▸ **Brief**
Return each line of the records below that contains the word "pixel".

### Excerpted records ###

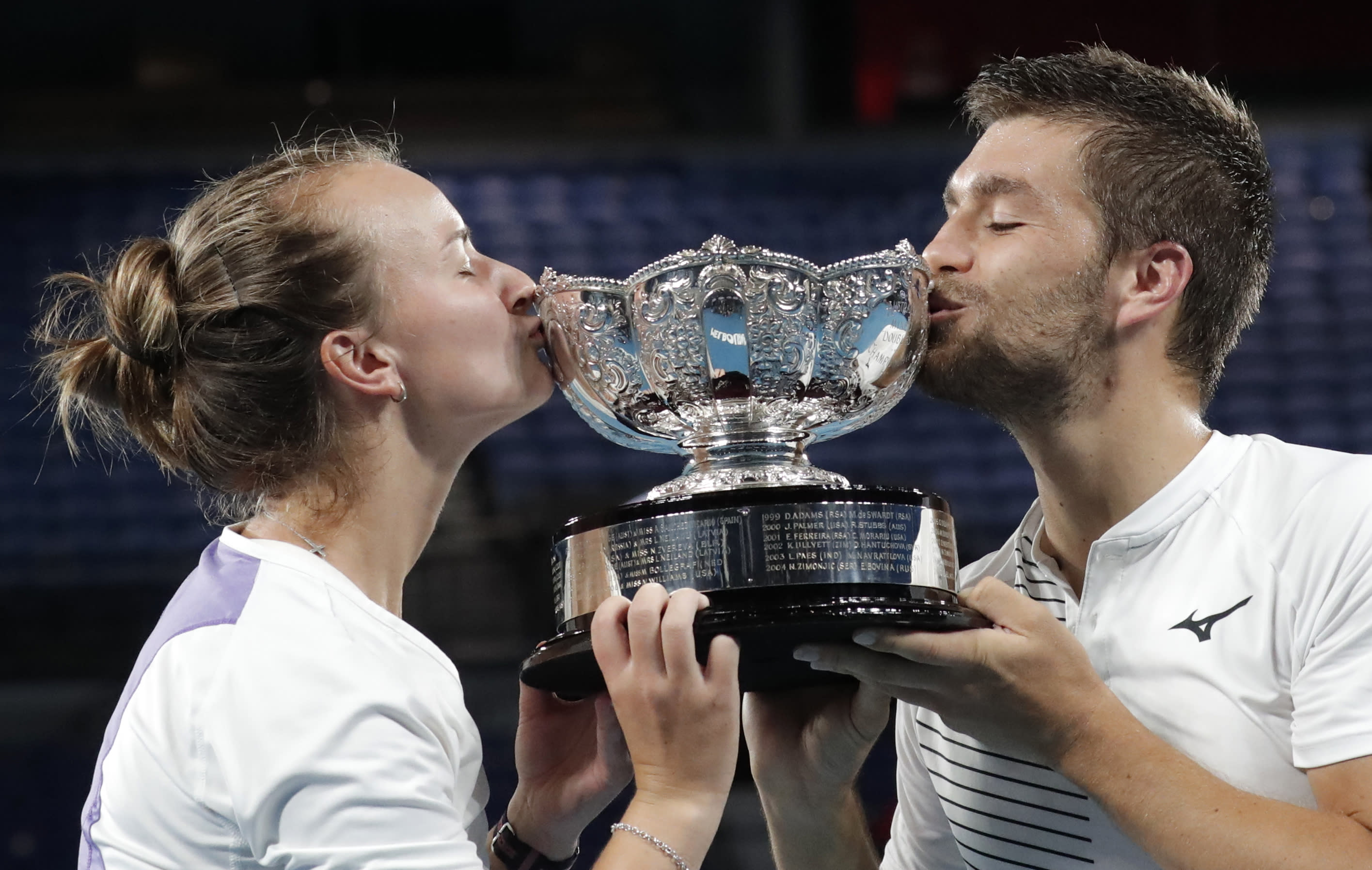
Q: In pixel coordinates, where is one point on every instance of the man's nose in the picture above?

###
### Excerpted records ###

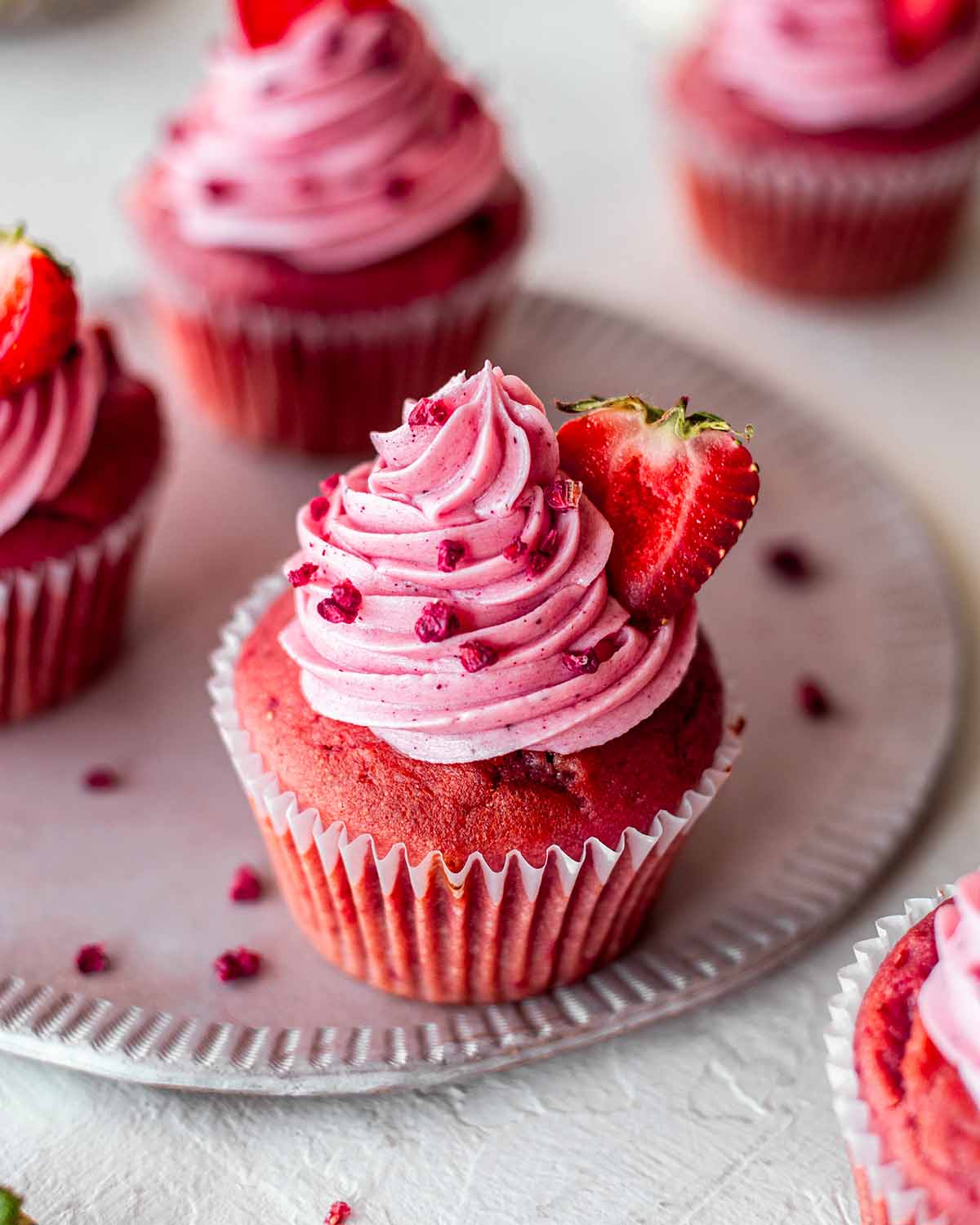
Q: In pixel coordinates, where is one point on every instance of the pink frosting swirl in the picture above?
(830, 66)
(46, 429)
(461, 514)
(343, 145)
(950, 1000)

###

▸ **Result for this exercise**
Q: In pixel coordinates, where is one point on every instance of the man's nose in the picture above?
Q: In pixel coordinates, where is one point on every instance of the pink frosting swirl in the picture above?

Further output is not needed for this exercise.